- [EXCERPT TO READ]:

* * * * * * *

# newbiw raw question



## Charged77 (Oct 1, 2011)

Ok, so this is my first post on here, so be easy. I have 3 dogs and have been thinking about switching to raw for about a year now. Finally I have found a site where people are helpful and open with what they feed their dogs. 
Anyway, I have a 1 year old Boston Terrier who has a overbite and doesn't chew anything (well i guess she tries to) When i feed her kibble or treats she just moves it around her mouth and swallows it whole, and chokes sometimes. SO my question is can she eat bones? 
I'm a worry wort and my heart stops when she chokes, so the bones make me nervous, and the bones are a main part of the raw diet...










Boston Terrier


----------



## tem_sat (Jun 20, 2010)

How much does your Boston weigh? Assuming she would be a bit bigger than my Doxie, I would start with a chicken back or drumstick and hold on to it while she eats. See what happens. You might even try a chicken quarter and pick it up after she has eaten enough. If the bone-in piece is large, she shouldn't have choking issues.


----------



## DaneMama (Jun 27, 2008)

The only real way to know is to try. Start with something big enough so that she cannot swallow it whole. I would start with chicken backs or wings.


----------



## Liz (Sep 27, 2010)

I would start with chicken backs. The bones are soft. If that is the Boston in the picture her bite does not look terrible. I know of a few dog with absolutely horrible overbites that do well on raw. Their teeth may not get quite as clean but they are still much better than on kibble. My dogs never really chewed kibble - they kind of grabbed a bunch and swallowed. Sometimes they would cough or choke some back up. On raw they do much better - they chomp a few times before swallowing and rarely cough anything back up. Give it a try - she just might surprise you and do just great. If you can't find chicken backs you might try small leg quarters, if there is too much meat she may get full and ne=ot get enough bone to have solid stools. You could also cut just a little meat off quarters and save for later date when she is eating more boneless meat. Just rememberr, dogs don't chew like we do - they tend to crunch stuff up just enough to swallow it. She looks adorable in her pictures. I love the personalities of Bostons and Pugs.


----------



## Charged77 (Oct 1, 2011)

Thanks, she is 20lbs. She is my first Boston, and i absolutely love her personality.


----------



## cprcheetah (Jul 14, 2010)

Ziva my min pin swallows A LOT of her boneless meals whole. She chews her bones 'just' enough to get them down, and has never had a problem choking. She thinks her goal in life is to inhale anything food related  Zoey my chi has an overbite as well and while she's not the 'power' chewer that Ziva is, she still eats bones without any problems.


----------



## naturalfeddogs (Jan 6, 2011)

Like everyone else has already said, just make sure the cut of chicken is a large enough piece your Boston has no choice but to chew. Dogs arn't like us, they chew just enough to be able to get it down anyway. So, what may appear as "whole" has actually been chewed, and considering that bone is digestable it will be fine. So anyway, welcome, and stick around and you will learn SOOO much! We are glad you are here!

* * * * * * *

- [PROVIDED DATA]:
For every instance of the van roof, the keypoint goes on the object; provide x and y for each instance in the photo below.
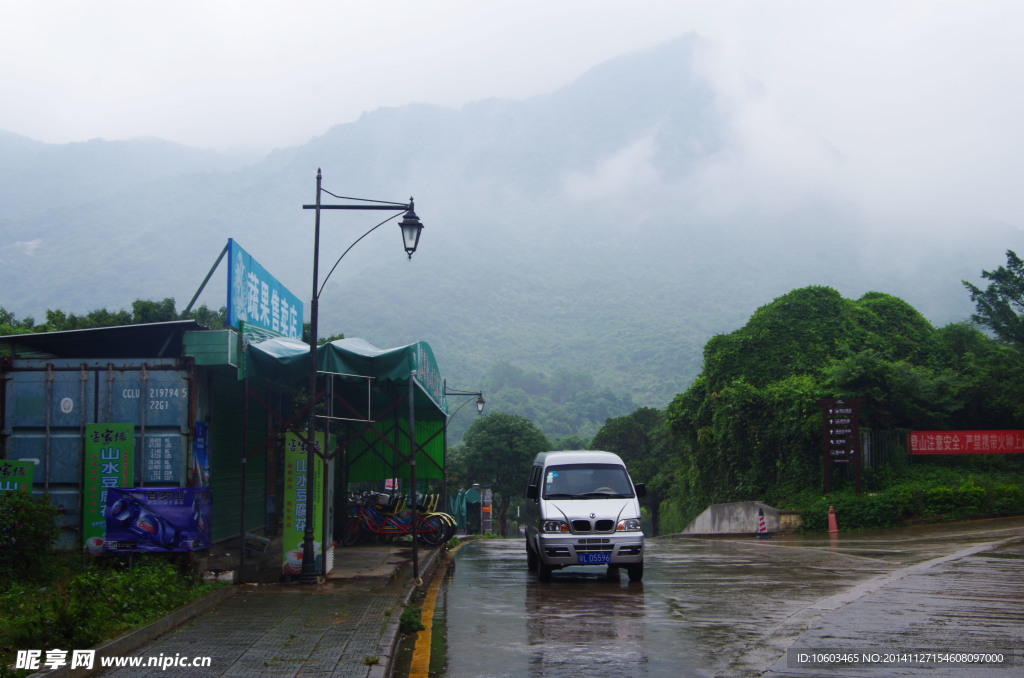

* * * * * * *

- [TASKS TO PERFORM]:
1. Please quote the stretch of the raw-feeding thread from "Like everyone else" through "you are here!".
2. Continue the raw-feeding thread from its last post.

- [RESULTS FOR THE EXERCISE]:
1.
Like everyone else has already said, just make sure the cut of chicken is a large enough piece your Boston has no choice but to chew. Dogs arn't like us, they chew just enough to be able to get it down anyway. So, what may appear as "whole" has actually been chewed, and considering that bone is digestable it will be fine. So anyway, welcome, and stick around and you will learn SOOO much! We are glad you are here!

2.
----------



## Charged77 (Oct 1, 2011)

Thanks guys, i appreciate all the input!


----------



## xellil (Apr 4, 2011)

I think there are several dogs here with jaw problems that eat raw fine. I have a dog with four teeth and an overbite you wouldn't believe that can eat a chicken back in about 15 minutes. 

My dachshund has also eaten a chicken neck whole with no problems, and several other folks have had the same thing happen with no bad results. 

Goood luck!
"


----------



## Scarlett_O' (May 19, 2011)

I will try and take pictures of Brody's face/jaw/teeth tonight or tomorrow....they are not pretty! And he eats raw GREAT!:biggrin: He IS my gulper, meaning that I only feed him once per day, so that he gets as large of a piece as possible, and for totally boneless meals they are ALWAYS frozen, so that it takes him a little longer....but he does GREAT!!:thumb:


----------



## swolek (Mar 31, 2011)

I would give it a shot. My 12 lb foster dog has a bad underbite, is probably missing a few teeth, and has a really strange-shaped snout. But he's getting through chicken necks, feet, and drumsticks no problem in addition to tough goat meat and turkey .


----------



## Charged77 (Oct 1, 2011)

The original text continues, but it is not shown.